— Challenge —
Print each of the items below word for word, leaving out the pictures.

— Record excerpts —
================================

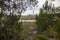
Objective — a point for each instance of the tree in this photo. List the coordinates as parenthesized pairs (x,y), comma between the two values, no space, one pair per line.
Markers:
(10,27)
(47,22)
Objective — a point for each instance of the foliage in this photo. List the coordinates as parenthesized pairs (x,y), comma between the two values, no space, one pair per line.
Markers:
(48,22)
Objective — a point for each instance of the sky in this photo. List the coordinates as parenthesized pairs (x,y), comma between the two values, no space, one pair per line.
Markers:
(35,10)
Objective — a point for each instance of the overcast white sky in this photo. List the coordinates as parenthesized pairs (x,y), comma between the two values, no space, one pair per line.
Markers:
(40,3)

================================

— Exercise output —
Objective — a point for each instance of the tree in this photo. List the coordinates as parenthesized pairs (x,y), comma between the two values, no space, one pair per line.
Markers:
(10,27)
(47,22)
Objective — a point for each instance of the foliage in this photo. List the coordinates as parenthesized pairs (x,y), comma between the two values, no space, one pair per line.
Markers:
(48,22)
Objective — a point for each instance of the sky in this photo. List the coordinates as parenthesized pairs (x,y), comma between the two values, no space, one pair per line.
Markers:
(35,10)
Objective — a point for each instance of the overcast white sky in this photo. List the coordinates as parenthesized pairs (x,y), comma between the two values, no space, one pair per line.
Markers:
(40,3)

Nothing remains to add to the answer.